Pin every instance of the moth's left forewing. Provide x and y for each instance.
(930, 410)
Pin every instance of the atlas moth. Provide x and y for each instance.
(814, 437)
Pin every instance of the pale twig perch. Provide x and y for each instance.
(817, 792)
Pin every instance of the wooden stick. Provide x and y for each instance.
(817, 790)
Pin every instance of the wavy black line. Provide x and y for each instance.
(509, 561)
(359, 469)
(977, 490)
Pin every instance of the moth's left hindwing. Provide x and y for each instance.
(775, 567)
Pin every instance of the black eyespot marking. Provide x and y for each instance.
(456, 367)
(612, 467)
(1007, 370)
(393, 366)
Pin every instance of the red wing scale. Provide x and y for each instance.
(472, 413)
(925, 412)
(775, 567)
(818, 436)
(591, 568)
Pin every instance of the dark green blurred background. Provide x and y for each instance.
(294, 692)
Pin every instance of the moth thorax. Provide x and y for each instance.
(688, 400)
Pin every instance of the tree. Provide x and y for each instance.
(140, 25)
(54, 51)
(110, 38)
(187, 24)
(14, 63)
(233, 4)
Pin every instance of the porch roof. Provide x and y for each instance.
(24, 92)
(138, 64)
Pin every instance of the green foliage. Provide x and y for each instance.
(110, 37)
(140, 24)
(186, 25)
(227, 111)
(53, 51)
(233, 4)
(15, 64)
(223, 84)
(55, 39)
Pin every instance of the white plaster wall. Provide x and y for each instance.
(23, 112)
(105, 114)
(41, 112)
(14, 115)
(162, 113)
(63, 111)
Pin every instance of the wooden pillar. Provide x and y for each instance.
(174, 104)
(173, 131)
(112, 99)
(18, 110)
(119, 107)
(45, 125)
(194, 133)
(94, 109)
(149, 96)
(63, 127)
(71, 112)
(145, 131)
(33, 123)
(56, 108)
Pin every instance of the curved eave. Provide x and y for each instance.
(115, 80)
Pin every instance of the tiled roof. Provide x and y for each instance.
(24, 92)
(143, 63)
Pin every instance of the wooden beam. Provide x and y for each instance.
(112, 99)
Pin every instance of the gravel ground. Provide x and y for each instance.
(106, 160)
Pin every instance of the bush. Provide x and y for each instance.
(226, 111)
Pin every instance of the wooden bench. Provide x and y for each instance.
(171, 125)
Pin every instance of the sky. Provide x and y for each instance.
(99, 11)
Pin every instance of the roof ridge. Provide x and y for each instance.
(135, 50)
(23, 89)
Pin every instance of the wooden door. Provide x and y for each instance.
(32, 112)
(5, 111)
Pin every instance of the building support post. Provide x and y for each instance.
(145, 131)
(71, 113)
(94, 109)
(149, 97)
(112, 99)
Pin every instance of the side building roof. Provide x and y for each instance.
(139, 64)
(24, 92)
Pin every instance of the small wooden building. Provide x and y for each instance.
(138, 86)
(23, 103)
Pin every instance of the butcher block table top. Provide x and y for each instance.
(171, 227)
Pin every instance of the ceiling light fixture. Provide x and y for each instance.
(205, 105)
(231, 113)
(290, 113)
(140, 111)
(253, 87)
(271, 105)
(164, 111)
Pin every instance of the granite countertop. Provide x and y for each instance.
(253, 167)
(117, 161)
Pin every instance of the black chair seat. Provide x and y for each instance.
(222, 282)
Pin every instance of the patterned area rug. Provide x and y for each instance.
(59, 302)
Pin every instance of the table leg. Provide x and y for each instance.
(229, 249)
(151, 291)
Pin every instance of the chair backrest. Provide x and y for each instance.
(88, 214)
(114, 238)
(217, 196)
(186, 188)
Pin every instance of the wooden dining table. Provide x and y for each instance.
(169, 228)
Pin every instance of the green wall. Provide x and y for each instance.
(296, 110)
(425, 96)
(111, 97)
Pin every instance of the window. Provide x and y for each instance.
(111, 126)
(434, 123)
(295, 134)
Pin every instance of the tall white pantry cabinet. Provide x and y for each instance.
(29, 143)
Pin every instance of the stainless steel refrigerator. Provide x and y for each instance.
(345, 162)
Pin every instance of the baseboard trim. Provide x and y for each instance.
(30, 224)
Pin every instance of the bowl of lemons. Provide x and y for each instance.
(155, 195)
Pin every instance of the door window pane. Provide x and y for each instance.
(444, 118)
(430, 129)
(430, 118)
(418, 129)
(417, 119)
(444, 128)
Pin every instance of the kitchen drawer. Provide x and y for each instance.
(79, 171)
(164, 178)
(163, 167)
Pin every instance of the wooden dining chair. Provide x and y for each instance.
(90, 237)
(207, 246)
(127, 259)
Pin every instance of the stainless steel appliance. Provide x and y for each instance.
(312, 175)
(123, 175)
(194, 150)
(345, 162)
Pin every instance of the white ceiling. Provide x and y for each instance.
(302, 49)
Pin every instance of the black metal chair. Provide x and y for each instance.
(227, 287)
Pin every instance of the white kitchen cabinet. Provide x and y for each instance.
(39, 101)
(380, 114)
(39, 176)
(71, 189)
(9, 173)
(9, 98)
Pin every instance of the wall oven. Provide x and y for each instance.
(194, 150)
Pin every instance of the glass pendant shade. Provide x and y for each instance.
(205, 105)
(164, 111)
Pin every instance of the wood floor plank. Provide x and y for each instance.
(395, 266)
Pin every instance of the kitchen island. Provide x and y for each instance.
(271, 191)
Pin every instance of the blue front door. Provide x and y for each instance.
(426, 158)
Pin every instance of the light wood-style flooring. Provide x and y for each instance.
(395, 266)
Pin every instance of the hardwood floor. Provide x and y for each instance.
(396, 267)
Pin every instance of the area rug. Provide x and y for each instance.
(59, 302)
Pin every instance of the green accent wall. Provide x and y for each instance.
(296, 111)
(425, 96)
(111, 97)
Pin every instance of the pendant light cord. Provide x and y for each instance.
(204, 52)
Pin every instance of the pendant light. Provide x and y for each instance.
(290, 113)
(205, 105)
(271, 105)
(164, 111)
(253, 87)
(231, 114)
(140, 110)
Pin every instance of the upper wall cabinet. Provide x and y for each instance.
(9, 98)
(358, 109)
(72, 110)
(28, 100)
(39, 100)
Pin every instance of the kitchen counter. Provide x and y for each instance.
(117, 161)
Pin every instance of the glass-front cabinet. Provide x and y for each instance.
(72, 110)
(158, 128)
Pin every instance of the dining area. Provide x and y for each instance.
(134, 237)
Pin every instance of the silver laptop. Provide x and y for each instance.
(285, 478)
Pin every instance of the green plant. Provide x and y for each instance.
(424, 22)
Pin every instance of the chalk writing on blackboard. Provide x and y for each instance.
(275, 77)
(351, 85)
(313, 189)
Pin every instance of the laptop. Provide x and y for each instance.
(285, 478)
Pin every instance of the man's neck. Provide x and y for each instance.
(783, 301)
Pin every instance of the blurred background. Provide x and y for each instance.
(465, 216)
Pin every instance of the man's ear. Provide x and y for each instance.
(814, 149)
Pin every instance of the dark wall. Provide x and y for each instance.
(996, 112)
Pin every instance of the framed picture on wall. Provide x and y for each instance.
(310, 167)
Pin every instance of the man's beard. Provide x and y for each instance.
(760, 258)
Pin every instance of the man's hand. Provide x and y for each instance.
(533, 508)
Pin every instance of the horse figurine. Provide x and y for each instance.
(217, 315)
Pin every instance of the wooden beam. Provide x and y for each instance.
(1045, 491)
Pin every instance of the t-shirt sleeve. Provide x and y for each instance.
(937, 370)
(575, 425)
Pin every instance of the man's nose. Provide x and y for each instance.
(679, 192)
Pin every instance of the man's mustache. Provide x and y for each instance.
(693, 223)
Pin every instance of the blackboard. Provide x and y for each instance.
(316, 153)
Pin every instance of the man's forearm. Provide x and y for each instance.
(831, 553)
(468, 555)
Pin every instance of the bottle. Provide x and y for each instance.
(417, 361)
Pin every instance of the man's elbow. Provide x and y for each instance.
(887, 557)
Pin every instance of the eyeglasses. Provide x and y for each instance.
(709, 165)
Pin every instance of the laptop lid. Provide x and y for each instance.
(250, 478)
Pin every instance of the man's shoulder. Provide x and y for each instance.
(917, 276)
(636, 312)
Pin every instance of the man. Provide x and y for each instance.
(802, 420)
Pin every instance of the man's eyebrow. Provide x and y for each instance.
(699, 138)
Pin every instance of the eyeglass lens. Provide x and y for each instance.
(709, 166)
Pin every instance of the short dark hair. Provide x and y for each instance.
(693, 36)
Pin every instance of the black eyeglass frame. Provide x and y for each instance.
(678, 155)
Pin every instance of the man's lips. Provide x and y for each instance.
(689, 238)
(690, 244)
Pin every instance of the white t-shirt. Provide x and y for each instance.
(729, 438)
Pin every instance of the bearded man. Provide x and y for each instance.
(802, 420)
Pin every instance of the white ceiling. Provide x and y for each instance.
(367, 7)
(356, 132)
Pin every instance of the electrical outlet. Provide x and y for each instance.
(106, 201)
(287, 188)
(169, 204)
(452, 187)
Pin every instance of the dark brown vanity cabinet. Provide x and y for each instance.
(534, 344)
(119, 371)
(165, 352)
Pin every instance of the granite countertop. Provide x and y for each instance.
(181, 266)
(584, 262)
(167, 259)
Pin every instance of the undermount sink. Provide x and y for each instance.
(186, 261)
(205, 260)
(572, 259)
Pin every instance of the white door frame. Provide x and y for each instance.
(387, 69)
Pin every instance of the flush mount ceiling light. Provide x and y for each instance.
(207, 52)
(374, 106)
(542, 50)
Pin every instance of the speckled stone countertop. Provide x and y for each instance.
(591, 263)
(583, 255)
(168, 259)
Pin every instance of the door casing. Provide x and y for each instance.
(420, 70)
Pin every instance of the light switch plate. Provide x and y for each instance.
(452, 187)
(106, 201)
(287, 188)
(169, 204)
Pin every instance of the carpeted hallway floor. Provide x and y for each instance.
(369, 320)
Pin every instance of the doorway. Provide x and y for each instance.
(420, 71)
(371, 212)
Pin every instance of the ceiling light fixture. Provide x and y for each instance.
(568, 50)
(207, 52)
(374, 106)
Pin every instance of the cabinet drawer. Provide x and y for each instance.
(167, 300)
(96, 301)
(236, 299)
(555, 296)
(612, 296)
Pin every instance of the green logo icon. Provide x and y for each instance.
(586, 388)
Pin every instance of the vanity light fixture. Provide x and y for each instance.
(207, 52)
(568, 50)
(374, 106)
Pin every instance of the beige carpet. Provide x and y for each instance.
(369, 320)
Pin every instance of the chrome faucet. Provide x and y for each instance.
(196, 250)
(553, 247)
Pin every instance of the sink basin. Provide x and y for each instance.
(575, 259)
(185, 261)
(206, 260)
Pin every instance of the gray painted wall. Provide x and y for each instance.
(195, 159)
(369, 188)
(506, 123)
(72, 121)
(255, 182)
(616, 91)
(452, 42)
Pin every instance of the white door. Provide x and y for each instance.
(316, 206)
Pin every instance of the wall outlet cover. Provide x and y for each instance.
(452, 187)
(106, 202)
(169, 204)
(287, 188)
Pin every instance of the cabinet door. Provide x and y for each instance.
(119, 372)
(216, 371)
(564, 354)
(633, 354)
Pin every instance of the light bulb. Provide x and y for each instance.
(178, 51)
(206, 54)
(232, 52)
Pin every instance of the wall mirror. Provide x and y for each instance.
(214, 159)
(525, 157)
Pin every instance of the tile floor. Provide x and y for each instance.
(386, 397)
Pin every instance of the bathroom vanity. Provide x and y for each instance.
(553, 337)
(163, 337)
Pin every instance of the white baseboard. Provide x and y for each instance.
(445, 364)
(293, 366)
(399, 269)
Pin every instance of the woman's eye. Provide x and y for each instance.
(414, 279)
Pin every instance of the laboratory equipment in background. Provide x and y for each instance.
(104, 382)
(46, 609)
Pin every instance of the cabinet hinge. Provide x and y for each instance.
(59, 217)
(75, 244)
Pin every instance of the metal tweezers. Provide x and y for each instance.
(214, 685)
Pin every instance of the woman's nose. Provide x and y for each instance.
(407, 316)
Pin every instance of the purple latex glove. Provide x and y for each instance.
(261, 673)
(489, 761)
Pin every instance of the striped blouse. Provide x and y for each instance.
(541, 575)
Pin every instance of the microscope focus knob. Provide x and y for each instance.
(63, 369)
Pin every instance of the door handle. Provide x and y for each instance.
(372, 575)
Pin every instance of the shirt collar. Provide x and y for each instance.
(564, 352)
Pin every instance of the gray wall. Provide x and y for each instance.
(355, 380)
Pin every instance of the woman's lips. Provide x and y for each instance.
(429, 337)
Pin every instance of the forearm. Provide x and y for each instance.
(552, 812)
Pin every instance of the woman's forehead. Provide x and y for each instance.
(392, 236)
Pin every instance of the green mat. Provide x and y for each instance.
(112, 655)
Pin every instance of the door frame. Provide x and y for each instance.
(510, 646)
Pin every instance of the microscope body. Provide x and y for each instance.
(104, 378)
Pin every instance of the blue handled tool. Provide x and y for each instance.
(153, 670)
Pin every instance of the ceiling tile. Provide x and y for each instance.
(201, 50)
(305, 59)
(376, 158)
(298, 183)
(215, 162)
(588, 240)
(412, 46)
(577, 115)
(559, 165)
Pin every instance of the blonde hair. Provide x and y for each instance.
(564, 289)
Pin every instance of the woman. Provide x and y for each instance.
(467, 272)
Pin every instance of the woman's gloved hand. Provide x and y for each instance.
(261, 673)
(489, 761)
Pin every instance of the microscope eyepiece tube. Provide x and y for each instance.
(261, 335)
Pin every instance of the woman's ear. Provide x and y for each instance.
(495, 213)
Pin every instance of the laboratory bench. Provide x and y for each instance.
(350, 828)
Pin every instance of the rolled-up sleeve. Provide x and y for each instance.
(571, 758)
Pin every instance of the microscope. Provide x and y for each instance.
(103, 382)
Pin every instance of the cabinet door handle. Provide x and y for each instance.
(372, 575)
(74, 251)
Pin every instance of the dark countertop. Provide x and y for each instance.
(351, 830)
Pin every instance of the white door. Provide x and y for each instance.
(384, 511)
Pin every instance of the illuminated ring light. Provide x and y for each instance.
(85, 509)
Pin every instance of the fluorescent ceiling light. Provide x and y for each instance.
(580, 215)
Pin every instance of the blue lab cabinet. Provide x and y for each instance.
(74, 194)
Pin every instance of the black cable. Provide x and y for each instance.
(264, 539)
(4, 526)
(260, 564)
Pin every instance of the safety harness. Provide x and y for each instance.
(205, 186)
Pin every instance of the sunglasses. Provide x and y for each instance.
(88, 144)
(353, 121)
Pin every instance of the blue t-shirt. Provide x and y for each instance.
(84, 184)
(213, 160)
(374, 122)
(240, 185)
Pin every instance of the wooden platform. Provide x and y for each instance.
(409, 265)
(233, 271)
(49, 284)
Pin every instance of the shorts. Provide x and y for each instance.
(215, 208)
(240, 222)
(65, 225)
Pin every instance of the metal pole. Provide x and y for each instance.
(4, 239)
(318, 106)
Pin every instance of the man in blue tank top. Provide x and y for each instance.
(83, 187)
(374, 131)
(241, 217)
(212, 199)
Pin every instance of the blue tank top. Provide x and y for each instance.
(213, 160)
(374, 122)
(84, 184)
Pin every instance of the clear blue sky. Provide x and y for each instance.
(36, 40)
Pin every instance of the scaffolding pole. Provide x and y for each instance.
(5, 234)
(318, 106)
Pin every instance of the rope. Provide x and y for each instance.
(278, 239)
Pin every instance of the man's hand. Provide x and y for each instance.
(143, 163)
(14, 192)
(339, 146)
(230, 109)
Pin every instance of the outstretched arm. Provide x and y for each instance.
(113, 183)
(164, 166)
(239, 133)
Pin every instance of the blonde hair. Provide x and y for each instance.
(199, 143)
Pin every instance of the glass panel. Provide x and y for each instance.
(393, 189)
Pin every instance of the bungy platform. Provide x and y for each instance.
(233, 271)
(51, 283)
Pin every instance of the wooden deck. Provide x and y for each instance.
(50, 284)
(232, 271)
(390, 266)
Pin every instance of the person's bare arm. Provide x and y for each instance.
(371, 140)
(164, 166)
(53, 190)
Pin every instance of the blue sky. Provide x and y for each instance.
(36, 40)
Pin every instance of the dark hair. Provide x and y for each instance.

* * *

§ Work required:
Starting at the line containing "Pin every instance of the rope." and ending with the last line of the listing, lay out those lines as a JSON list of strings, one string per line and no blank lines.

§ Result for this task:
[
  "Pin every instance of the rope. Provide x and y for each instance.",
  "(278, 239)",
  "Pin every instance of the man's hand. Provide x and y for each instance.",
  "(143, 163)",
  "(14, 192)",
  "(339, 146)",
  "(230, 109)",
  "Pin every instance of the outstretched arm. Provide x and y for each instance.",
  "(113, 183)",
  "(164, 166)",
  "(239, 133)",
  "Pin every instance of the blonde hair. Provide x and y for each instance.",
  "(199, 143)",
  "Pin every instance of the glass panel. Provide x and y for each instance.",
  "(393, 189)",
  "Pin every instance of the bungy platform. Provide x and y for each instance.",
  "(233, 271)",
  "(51, 283)",
  "Pin every instance of the wooden deck. Provide x and y for each instance.",
  "(50, 284)",
  "(232, 271)",
  "(390, 266)",
  "Pin every instance of the person's bare arm. Provide x and y for each instance.",
  "(371, 140)",
  "(164, 166)",
  "(53, 190)",
  "Pin every instance of the blue sky. Provide x and y for each instance.",
  "(36, 40)",
  "Pin every instance of the dark hair. Provide x and y for each instance."
]